#### Passage to read
9. Screaming Females–All At Once
On All At Once, Screaming Females continue to make incredible guitar rock while expanding their sonic palette. Crunchy riffs and great guitar solos abound, but they occasionally slow things down and pull the loudness back a bit.
10. Orquestra Akokán Canta José “Pepito” Gómez–Orquestra Akokán
A Cuban dance record is at once a stretch for Daptone and fits in completely with their other work. It sounds like an old forgotten album recently unearthed, like the records released on Daptone’s Ever-Soul sublabel, but it’s a new recording, made in a Havana studio using old recording techniques by a group of Cuban musicians recruited to back up José Gómez for this album. The hype is real, this record is great.
Frank Zappa–Lumpy Gravy Primordial
This Record Store Day LP is a standalone release of Zappa’s original version of his first solo album, Lumpy Gravy. Released and quickly withdrawn by Capitol Records when MGM, the Mothers of Invention’s label, sued. Zappa took the stereo master back from Capitol and completely re-edited and expanded the album, interspersing the all-instrumental musical segments with dialogue recorded in a piano. The original mono edit of the album was located in Capitol’s vault and reissued as part of Lumpy Money, a three CD set exploring that album and the Mothers’ We’re Only In it for the Money. This release is the first time this album has been available in its original configuration on LP.
Grateful Dead–Anthem of the Sun 50th Anniversary Edition
The second in the Dead’s 50th Anniversary series, Anthem of the Sun includes both the original 1968 mix and Jerry Garcia’s toned-down 1971 mix. The original has been available on CD since 2002, but this set also includes a live show from the Winterland recorded in October 1967, which on its own is worth the price of entry.
Wire–Pink Flag / Chairs Missing / 154 Special Editions
These special editions include new essays, archival photographs, and interviews with the band members. But more importantly, they include all of the tracks recorded in the sessions for the original albums, most of which were originally released on non-album singles and have largely never been released on CD. They also include all of the demos recorded before each album, which shows the development of the songs from conception to the finished records as well as the songs left behind.
Best Archival Releases
Frank Zappa–The Roxy Performances
This box set from the Zappa Family Trust compiles the five shows that Frank and his band played over three days at the Roxy in Hollywood at the end of 1973. The shows were filmed for a movie that, because of several technical problems, wasn’t completed until two decades after Frank’s death. For many fans, myself included, this version of Zappa’s band was the best. The film was a holy grail for Zappa fans for decades and the release of these shows is a worthwhile supplement to the release of the film a few years ago.
Grateful Dead–Dave’s Pick Volume 26: Albuquerque Civic Auditorium, Albuquerque, NM 11/17/71 (with bonus disc)
My pick for the best of Dave’s Picks in 2018. This release pairs up a show from the first tour with Keith filling in for Pigpen with one from shortly after Pigpen’s return (12/14/71). The main show finds the band working out their stage show without their frontman. Without the big Pigpen showstoppers, the setlist starts to fall into alternating Jerry and Bob songs. The December show finds them working Pigpen’s songs back into the setlist, which is mostly new material.

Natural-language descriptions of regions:

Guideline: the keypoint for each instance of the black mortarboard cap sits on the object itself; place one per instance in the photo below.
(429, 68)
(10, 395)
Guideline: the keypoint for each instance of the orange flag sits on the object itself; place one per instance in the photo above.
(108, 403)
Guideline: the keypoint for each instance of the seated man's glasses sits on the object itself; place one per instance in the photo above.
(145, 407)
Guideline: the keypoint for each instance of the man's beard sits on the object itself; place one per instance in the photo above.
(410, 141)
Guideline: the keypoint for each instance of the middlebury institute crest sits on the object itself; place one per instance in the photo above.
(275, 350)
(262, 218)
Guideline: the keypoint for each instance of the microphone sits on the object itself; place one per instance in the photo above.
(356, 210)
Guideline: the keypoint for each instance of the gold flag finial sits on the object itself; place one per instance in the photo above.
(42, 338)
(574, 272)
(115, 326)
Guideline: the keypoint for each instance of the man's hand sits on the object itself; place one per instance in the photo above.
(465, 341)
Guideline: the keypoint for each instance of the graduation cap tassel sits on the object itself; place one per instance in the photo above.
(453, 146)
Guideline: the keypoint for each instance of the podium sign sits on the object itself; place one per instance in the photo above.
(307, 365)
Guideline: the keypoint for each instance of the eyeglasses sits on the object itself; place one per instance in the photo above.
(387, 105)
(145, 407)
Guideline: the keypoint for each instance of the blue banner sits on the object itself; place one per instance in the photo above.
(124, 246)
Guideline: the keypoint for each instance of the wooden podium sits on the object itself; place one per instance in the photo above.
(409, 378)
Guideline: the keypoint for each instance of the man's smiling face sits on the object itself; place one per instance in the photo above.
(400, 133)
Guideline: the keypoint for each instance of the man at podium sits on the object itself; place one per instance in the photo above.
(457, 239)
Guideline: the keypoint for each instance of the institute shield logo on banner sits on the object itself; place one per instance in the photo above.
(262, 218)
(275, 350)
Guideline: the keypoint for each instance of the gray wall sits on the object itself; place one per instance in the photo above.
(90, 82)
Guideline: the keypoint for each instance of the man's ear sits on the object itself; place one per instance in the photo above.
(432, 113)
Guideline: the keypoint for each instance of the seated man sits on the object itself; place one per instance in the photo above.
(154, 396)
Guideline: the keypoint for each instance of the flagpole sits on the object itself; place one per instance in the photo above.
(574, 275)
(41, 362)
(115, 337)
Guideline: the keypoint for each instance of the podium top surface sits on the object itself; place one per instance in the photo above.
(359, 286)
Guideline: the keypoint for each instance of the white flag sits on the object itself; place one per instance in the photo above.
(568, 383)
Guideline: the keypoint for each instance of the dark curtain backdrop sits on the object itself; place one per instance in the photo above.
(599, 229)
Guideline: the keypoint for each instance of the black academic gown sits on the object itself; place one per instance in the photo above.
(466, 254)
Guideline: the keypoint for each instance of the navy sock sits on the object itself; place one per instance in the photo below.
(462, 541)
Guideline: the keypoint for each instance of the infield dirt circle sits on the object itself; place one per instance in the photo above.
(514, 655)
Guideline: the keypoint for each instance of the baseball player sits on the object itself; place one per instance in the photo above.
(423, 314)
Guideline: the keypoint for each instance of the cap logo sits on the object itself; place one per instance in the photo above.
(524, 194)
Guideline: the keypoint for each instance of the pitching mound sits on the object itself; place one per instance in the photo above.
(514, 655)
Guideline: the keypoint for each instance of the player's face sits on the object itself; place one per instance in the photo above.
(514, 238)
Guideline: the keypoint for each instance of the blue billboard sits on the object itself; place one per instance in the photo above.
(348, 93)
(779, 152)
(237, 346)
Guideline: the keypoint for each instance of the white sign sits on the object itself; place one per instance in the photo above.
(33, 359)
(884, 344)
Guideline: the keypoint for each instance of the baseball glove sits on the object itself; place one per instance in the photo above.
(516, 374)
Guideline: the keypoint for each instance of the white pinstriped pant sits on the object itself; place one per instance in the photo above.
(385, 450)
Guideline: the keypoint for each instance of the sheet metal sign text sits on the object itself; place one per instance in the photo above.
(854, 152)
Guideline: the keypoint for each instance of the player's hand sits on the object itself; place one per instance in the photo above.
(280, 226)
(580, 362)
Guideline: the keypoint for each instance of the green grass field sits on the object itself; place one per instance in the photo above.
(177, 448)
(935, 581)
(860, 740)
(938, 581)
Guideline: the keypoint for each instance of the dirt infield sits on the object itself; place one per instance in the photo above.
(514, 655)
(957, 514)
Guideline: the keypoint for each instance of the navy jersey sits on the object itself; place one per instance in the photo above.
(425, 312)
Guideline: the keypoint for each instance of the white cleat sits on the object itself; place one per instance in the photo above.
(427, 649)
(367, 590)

#### Assignment 1
Answer these questions from the album reviews:
(a) In what city was the Orquestra Akokán album recorded?
(b) Which label sued when Capitol Records released the original Lumpy Gravy?
(c) How many shows did Frank Zappa and his band play at the Roxy, and over how many days?
#### Assignment 2
Which record labels and sublabels are named in the album reviews? List all of them.

#### Expected answer 1
(a) Havana
(b) MGM
(c) Five shows over three days

#### Expected answer 2
Daptone, Ever-Soul, Capitol Records, MGM